[Items listed in a dataset]
*****
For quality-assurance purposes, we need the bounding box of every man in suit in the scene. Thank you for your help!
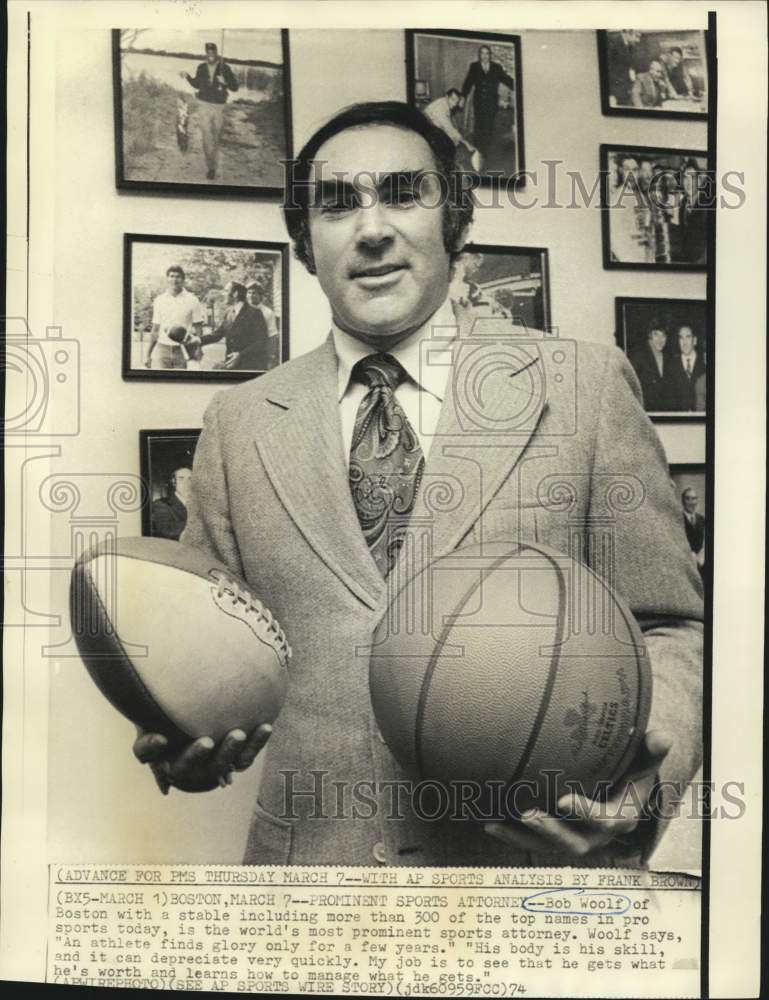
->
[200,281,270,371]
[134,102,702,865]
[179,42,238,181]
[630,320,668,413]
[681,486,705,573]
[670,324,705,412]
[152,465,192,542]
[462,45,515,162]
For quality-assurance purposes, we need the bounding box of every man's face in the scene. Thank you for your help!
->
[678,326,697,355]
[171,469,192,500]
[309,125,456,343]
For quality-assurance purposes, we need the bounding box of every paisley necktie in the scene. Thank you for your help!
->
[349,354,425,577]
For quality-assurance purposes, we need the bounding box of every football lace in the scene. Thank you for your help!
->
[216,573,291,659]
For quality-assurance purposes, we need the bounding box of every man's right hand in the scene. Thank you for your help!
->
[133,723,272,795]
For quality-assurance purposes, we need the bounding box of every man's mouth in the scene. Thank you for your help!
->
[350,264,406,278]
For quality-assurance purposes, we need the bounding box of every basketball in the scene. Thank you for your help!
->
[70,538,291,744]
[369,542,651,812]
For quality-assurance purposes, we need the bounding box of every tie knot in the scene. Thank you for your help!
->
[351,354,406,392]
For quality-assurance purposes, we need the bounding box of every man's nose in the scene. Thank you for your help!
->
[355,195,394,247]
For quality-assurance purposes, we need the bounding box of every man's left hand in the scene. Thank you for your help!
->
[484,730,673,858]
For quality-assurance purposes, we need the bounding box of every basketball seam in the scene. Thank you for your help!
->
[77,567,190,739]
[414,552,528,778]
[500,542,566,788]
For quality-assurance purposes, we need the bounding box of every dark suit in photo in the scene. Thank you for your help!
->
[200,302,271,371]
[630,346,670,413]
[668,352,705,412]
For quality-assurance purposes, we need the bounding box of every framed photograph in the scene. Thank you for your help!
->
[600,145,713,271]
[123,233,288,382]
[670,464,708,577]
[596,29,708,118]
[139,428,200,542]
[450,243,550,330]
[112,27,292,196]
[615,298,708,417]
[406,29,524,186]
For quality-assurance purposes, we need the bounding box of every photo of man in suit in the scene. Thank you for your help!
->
*****
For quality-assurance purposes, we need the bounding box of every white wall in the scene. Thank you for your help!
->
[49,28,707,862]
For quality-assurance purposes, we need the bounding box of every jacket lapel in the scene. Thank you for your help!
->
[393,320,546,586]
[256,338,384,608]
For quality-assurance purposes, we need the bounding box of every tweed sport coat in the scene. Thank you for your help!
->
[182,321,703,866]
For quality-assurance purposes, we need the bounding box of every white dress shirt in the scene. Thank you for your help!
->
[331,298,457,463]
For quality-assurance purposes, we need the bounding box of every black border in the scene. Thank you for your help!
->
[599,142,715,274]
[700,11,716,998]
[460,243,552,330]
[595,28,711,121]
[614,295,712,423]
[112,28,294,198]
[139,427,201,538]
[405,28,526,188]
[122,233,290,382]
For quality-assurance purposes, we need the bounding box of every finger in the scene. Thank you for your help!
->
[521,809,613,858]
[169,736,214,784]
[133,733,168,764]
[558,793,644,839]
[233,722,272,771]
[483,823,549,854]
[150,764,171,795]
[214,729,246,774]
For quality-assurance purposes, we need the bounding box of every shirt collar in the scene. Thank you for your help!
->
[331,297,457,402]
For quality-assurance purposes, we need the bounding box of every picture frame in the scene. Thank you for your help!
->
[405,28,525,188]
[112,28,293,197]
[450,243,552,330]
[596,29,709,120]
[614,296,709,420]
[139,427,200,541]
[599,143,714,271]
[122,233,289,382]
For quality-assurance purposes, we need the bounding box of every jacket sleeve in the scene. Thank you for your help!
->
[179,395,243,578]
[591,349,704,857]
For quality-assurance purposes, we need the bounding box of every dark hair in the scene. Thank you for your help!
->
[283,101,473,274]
*****
* Set problem *
Reproduce the stretch from the line containing "every jacket lapel" through the line containing "[283,101,473,274]", renaming "bounding box" to "enclosing rectangle" and leaving everything else unchanged.

* Complete output *
For quality-assurance purposes, we need the enclosing rectangle of every jacket lapel in the scene. Thank you for your help!
->
[393,320,546,586]
[256,338,384,608]
For quality-assurance purposes, we need the enclosing rectangle of every tweed sport coat in the scene. Thank you for your help!
->
[182,321,703,866]
For quality-assurance purposes, we need the enclosing rectangle of every white dress shirt in the scene. Thank you for your help!
->
[331,298,457,463]
For quality-assurance purposes, we need the enclosing rectangle of every black border in the scene. Thank you for your help!
->
[599,142,715,274]
[700,11,716,998]
[460,243,552,330]
[595,28,711,121]
[614,295,712,423]
[112,28,294,198]
[139,427,201,538]
[405,28,526,188]
[122,233,290,382]
For quality-assurance purposes, we need the enclosing rectangle of every finger in the scene. Thank you for your help!
->
[521,809,613,858]
[169,736,214,784]
[133,733,168,764]
[558,793,644,839]
[233,722,272,771]
[483,823,549,854]
[150,764,171,795]
[214,729,246,774]
For quality-assurance purposes, we need the enclosing rectangle of every shirt collar in the scene. Thank you for your help!
->
[331,297,457,402]
For quality-assurance purposes, we need the enclosing rectangle of every picture frame in the scene. Thank you for your help!
->
[405,28,525,188]
[112,28,293,197]
[450,243,552,330]
[596,29,709,120]
[614,296,709,420]
[139,427,200,541]
[599,143,714,271]
[122,233,289,382]
For quality-assurance purposes, we need the enclosing rectangle of every jacket sleeve in the scene. Thank you for your help!
->
[179,395,243,578]
[591,349,704,857]
For quality-assurance purposes, we need the enclosing rectangle of every dark hair in the scene. Thank you for your help!
->
[283,101,473,274]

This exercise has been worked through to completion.